## Your goal
Give back every line of the data, transcribed exactly.

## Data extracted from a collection
______________________________

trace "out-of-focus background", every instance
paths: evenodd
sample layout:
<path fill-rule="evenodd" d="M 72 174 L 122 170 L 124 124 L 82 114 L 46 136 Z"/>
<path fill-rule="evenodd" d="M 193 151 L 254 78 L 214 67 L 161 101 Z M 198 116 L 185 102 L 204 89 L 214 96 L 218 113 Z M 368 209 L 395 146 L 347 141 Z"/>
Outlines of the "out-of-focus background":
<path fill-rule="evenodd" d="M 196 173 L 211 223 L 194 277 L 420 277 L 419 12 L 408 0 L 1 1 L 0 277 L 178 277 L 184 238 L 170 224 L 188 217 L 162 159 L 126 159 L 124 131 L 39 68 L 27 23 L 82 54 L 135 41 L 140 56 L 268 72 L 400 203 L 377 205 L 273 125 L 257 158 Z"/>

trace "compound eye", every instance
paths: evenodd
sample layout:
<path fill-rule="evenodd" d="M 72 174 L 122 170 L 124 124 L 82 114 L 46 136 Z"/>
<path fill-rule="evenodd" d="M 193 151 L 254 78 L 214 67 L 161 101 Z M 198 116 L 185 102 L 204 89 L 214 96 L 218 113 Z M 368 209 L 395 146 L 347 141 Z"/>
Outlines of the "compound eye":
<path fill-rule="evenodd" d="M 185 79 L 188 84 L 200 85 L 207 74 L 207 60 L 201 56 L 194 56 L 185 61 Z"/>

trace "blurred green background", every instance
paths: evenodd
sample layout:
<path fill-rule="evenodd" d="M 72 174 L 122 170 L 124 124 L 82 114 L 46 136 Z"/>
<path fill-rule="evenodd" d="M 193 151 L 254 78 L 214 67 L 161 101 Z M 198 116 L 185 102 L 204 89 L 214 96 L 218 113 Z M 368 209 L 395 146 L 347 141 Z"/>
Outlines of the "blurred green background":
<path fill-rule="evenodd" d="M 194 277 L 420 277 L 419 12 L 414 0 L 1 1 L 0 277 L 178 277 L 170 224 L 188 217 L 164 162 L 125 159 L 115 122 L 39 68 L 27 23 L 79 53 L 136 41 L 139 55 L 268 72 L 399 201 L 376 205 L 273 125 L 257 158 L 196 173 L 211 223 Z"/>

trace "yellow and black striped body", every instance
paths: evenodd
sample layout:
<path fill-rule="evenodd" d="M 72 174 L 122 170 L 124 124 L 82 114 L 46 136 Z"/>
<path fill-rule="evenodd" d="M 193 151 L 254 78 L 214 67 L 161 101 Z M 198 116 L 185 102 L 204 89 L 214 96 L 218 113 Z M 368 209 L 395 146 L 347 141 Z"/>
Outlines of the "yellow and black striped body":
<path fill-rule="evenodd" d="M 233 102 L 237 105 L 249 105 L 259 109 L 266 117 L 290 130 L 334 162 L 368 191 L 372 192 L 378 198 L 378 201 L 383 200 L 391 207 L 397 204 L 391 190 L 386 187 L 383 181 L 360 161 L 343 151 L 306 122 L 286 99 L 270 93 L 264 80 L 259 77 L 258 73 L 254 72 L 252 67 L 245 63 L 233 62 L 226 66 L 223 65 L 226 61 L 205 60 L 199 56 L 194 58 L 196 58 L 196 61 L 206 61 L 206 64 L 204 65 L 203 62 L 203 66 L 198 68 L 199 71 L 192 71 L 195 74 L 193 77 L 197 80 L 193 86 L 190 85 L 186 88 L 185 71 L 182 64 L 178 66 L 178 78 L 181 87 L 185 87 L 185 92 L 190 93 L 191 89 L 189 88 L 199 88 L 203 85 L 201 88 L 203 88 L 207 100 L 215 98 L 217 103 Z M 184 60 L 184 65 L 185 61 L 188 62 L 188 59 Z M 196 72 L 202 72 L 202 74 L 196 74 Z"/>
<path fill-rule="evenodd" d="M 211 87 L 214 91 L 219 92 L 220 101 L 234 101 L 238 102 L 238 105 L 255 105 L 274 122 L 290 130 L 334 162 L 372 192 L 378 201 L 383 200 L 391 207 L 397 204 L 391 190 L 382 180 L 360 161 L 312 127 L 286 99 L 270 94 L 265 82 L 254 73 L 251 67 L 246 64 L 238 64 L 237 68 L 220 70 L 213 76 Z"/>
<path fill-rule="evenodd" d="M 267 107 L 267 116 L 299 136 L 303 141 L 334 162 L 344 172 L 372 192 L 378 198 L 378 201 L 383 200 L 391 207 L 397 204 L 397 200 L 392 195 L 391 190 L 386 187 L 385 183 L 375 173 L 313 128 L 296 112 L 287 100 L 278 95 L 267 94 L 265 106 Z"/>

______________________________

## Reply
trace "out-of-focus background", every instance
paths: evenodd
sample layout:
<path fill-rule="evenodd" d="M 72 174 L 122 170 L 124 124 L 82 114 L 46 136 Z"/>
<path fill-rule="evenodd" d="M 193 151 L 254 78 L 214 67 L 161 101 Z M 198 116 L 185 102 L 204 89 L 214 96 L 218 113 Z M 368 209 L 395 146 L 347 141 Z"/>
Outlines of the "out-of-focus background":
<path fill-rule="evenodd" d="M 196 173 L 211 223 L 194 277 L 420 277 L 419 12 L 408 0 L 1 1 L 0 277 L 178 277 L 184 238 L 170 224 L 188 217 L 162 159 L 126 159 L 124 131 L 39 68 L 27 23 L 82 54 L 135 41 L 140 56 L 268 72 L 400 203 L 377 205 L 273 125 L 257 158 Z"/>

trace "compound eye", every instance
paths: evenodd
sample layout:
<path fill-rule="evenodd" d="M 72 174 L 122 170 L 124 124 L 82 114 L 46 136 Z"/>
<path fill-rule="evenodd" d="M 193 151 L 254 78 L 214 67 L 161 101 Z M 198 116 L 185 102 L 204 89 L 214 96 L 218 113 Z M 368 209 L 395 146 L 347 141 Z"/>
Outlines of the "compound eye":
<path fill-rule="evenodd" d="M 185 79 L 188 84 L 200 85 L 207 74 L 207 60 L 201 56 L 194 56 L 185 61 Z"/>

trace "blurred green background", every instance
paths: evenodd
sample layout:
<path fill-rule="evenodd" d="M 72 174 L 122 170 L 124 124 L 82 114 L 46 136 Z"/>
<path fill-rule="evenodd" d="M 193 151 L 254 78 L 214 67 L 161 101 Z M 198 116 L 185 102 L 204 89 L 214 96 L 218 113 Z M 368 209 L 395 146 L 347 141 Z"/>
Outlines of the "blurred green background":
<path fill-rule="evenodd" d="M 194 277 L 420 277 L 419 12 L 414 0 L 1 1 L 0 277 L 178 277 L 170 224 L 188 217 L 164 162 L 125 159 L 115 122 L 39 68 L 27 23 L 79 53 L 136 41 L 139 55 L 268 72 L 399 201 L 376 205 L 273 125 L 257 158 L 196 173 L 211 223 Z"/>

trace "yellow and black striped body", every instance
paths: evenodd
sample layout:
<path fill-rule="evenodd" d="M 72 174 L 122 170 L 124 124 L 82 114 L 46 136 Z"/>
<path fill-rule="evenodd" d="M 193 151 L 254 78 L 214 67 L 161 101 Z M 198 116 L 185 102 L 204 89 L 214 96 L 218 113 Z M 368 209 L 395 146 L 347 141 Z"/>
Outlines of the "yellow and black striped body":
<path fill-rule="evenodd" d="M 233 102 L 237 105 L 249 105 L 259 109 L 266 117 L 290 130 L 334 162 L 368 191 L 372 192 L 378 198 L 378 201 L 383 200 L 391 207 L 397 204 L 391 190 L 386 187 L 383 181 L 360 161 L 343 151 L 306 122 L 286 99 L 270 93 L 264 80 L 259 77 L 258 73 L 254 72 L 252 67 L 245 63 L 233 62 L 226 66 L 223 65 L 226 61 L 205 60 L 199 56 L 194 58 L 196 58 L 196 61 L 206 61 L 206 64 L 204 65 L 203 62 L 203 66 L 198 68 L 199 71 L 192 71 L 195 74 L 193 77 L 197 80 L 193 86 L 190 85 L 186 88 L 185 71 L 182 64 L 178 66 L 178 78 L 181 87 L 185 87 L 185 92 L 190 93 L 191 89 L 189 88 L 199 88 L 203 85 L 201 88 L 203 88 L 207 100 L 215 98 L 217 103 Z M 184 60 L 184 65 L 185 61 L 188 62 L 188 59 Z M 196 72 L 202 72 L 202 74 L 196 74 Z"/>
<path fill-rule="evenodd" d="M 211 87 L 214 91 L 219 92 L 220 101 L 234 101 L 238 102 L 238 105 L 255 105 L 274 122 L 290 130 L 334 162 L 372 192 L 378 201 L 383 200 L 391 207 L 397 204 L 391 190 L 382 180 L 360 161 L 312 127 L 286 99 L 270 94 L 265 82 L 254 73 L 251 67 L 246 64 L 238 64 L 237 68 L 220 70 L 213 76 Z"/>
<path fill-rule="evenodd" d="M 267 107 L 267 116 L 299 136 L 303 141 L 334 162 L 344 172 L 372 192 L 378 198 L 378 201 L 383 200 L 391 207 L 397 204 L 397 200 L 392 195 L 391 190 L 386 187 L 385 183 L 375 173 L 313 128 L 296 112 L 287 100 L 278 95 L 267 94 L 265 106 Z"/>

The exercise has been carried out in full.